[Coordinate annotation records]
--
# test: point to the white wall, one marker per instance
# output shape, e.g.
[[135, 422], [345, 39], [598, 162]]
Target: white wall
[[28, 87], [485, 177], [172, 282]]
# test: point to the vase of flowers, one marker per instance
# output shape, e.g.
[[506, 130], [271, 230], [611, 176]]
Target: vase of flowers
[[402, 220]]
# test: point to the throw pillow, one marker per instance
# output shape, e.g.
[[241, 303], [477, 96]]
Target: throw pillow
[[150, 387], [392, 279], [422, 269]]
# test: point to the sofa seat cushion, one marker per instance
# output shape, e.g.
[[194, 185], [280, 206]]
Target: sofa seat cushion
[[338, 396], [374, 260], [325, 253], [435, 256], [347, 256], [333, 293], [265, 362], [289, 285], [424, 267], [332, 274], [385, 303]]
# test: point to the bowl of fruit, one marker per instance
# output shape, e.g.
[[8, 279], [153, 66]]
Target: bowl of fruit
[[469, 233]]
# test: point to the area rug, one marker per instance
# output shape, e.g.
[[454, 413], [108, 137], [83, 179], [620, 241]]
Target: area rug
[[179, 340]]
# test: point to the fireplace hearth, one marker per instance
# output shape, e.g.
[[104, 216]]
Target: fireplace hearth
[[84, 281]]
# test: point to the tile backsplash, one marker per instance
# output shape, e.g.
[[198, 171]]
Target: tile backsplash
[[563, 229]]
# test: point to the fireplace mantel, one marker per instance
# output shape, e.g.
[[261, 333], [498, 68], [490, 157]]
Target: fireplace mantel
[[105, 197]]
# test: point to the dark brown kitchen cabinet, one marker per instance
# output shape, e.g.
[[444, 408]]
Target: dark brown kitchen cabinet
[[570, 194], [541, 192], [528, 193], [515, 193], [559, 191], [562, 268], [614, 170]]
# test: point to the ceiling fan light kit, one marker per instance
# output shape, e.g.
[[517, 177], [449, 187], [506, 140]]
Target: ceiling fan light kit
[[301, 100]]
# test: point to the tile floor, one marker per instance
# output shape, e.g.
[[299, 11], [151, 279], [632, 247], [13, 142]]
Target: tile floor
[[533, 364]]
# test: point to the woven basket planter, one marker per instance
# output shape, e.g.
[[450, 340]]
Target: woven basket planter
--
Reproduce the listing above word for word, from its first line through its last.

WRITTEN RESPONSE>
# test: point to the white wall, one marker per instance
# output shape, e.g.
[[135, 422], [345, 39], [598, 162]]
Target: white wall
[[28, 87], [485, 177], [172, 282]]
# test: point to the vase of flowers, one marker per instance
# output shape, e.g.
[[506, 130], [271, 230], [611, 176]]
Target: vase of flowers
[[402, 220]]
# test: point to the throw pillow, one marker per instance
# output shape, e.g.
[[241, 303], [477, 96]]
Target: throw pillow
[[150, 387], [392, 279], [422, 269]]
# test: point to the sofa seat cushion, one marker per instance
# output shape, e.g.
[[194, 185], [280, 206]]
Target: sofa seat cushion
[[338, 396], [374, 260], [325, 253], [435, 256], [347, 256], [333, 293], [265, 362], [289, 285], [424, 267], [332, 274], [385, 303]]
# test: point to the bowl of fruit, one marker per instance
# output shape, e.g.
[[8, 279], [153, 66]]
Target: bowl of fruit
[[469, 233]]
# test: point to the area rug, one marker per instance
# output shape, e.g.
[[454, 413], [108, 137], [83, 179], [620, 241]]
Target: area rug
[[179, 340]]
# test: point to the fireplace hearth, one marker per instance
# output shape, e.g.
[[104, 216]]
Target: fireplace hearth
[[84, 281]]
# test: point to the tile backsplash, one marker per instance
# output shape, e.g.
[[198, 171]]
Target: tile backsplash
[[563, 229]]
# test: point to the fireplace mantel, one marker per instance
# output shape, e.g.
[[261, 333], [498, 68], [490, 157]]
Target: fireplace mantel
[[105, 197]]
# test: point to the dark brown kitchen cabinet, one marker per instance
# output shape, e.g.
[[444, 408]]
Target: dark brown kitchen cabinet
[[570, 194], [541, 192], [528, 193], [515, 193], [559, 191], [562, 268], [614, 170]]
# test: point to the ceiling fan light kit, one marker per instance
# output shape, e.g.
[[517, 177], [449, 187], [506, 140]]
Target: ceiling fan light kit
[[301, 100]]
# test: point to the tile floor, one marker per instance
# output shape, e.g.
[[299, 11], [151, 279], [632, 247], [13, 142]]
Target: tile floor
[[533, 364]]
# test: point to the woven basket planter, one marker per instance
# output shape, e.g.
[[450, 340]]
Target: woven basket planter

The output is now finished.